What this exercise asks:
A - In the email thread, shorten the paragraph that begins "Now I am confused" and keep its main points.
B - Carry on the email thread about S-box storage from the point where it stops.

On Wed, Oct 30, 2013 at 4:23 PM, Solar Designer <solar@...nwall.com> wrote:

> On Wed, Oct 30, 2013 at 02:07:28PM +0100, Katja Malvoni wrote:
> > On Wed, Oct 30, 2013 at 10:17 AM, Solar Designer <solar@...nwall.com>
> wrote:
> > > On Tue, Oct 29, 2013 at 07:48:35PM +0100, Katja Malvoni wrote:
> > > > At the moment performance is 602 c/s, maximum frequency is 100 MHz.
> > >
> > > What has contributed to doubling the performance (since your previous
> > > report)?  I guess it could be performing the 4 S-box lookups all at
> > > once, but then you're giving high numbers of cycles per round anyway:
> >
> > That is correct, since most of the RAM is unused I'm storing each S-box
> > twice.
>
> Now I am confused.  Why would you need to store each S-box twice in
> order to perform all four lookups at once?  I think it'd be sufficient
> for you to allocate no more than two S-boxes per BRAM (since you have at
> most two ports per BRAM, at least physical), but I don't see any need
> for data duplication.

Location annotation dataset excerpts

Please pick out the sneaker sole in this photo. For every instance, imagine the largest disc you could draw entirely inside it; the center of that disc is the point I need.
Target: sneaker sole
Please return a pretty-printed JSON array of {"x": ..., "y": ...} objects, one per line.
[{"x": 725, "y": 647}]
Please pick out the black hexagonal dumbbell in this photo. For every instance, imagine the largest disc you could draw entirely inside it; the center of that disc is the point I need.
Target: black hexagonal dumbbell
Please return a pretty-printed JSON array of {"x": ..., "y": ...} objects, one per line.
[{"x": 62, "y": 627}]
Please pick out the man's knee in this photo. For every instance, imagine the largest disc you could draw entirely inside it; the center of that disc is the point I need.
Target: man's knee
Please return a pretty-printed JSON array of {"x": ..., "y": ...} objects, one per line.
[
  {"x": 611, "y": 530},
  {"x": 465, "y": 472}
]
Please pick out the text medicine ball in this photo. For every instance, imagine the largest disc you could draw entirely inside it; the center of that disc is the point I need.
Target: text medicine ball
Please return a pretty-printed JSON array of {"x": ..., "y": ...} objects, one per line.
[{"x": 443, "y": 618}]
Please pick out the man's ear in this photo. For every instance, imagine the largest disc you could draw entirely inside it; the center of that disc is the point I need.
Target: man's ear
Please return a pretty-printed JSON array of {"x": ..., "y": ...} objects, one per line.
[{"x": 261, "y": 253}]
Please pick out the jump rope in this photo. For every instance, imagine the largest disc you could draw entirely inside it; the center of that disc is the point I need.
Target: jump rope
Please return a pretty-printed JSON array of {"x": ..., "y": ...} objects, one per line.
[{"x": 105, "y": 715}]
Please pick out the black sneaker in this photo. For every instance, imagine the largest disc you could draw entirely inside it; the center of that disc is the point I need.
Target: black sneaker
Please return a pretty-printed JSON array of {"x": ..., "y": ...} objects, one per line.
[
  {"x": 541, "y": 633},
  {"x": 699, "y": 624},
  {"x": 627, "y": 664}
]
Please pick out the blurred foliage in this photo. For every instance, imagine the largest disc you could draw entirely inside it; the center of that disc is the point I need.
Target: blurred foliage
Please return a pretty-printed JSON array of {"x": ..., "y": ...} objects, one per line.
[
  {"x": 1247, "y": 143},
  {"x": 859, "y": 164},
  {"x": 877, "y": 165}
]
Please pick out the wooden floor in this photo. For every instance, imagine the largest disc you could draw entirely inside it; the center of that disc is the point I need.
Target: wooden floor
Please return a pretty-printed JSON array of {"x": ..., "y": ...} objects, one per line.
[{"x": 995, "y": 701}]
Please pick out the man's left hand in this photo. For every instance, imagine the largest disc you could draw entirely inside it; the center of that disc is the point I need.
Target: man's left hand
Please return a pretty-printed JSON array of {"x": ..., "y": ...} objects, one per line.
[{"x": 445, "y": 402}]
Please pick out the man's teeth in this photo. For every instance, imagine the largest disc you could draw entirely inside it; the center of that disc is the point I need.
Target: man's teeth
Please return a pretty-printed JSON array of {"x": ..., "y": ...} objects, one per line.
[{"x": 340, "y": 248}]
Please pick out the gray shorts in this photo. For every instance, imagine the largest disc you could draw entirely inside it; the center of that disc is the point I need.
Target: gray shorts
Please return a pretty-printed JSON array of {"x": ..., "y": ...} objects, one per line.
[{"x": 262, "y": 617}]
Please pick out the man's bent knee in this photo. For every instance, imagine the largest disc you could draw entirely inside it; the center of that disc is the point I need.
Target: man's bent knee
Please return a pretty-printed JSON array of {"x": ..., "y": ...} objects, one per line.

Answer list:
A - The writer doesn't understand why each S-box would need to be stored twice to do all four lookups at once. Since each BRAM has at most two physical ports, putting no more than two S-boxes in each BRAM should be enough, and copying the data seems unnecessary.

B -
>

If I use two ports of the BRAM than I can get only two words out and I need
4. So I store each S-box in two BRAM blocks in order to have all 4 values
after 2 cycles of delay. Since LUT utilization is a problem, wasting some
BRAM to get faster seemed okay.

Also, weren't you already at 3 cycles per Blowfish round before this
> change?  If not, then how many cycles per Blowfish round did you have in
> the revision that achieved ~300 c/s using 14 cores at 100 MHz?


No, it was 5 cycles -
Cycle 0: initiate 2 S-box lookups
Cycle 1: wait
Cycle 2: initiate other 2 S-box lookups, compute tmp
Cycle 3: wait
Cycle 4: compute new L, swap L and R


> You
> still have 14 cores now, right?
>

Yes, there are still 14 cores.


> Yet another thing I found confusing is you mentioning some high offsets
> into a (logical) 64 KB BRAM.  Is this some extra BRAM you're using for
> host to FPGA transfer only?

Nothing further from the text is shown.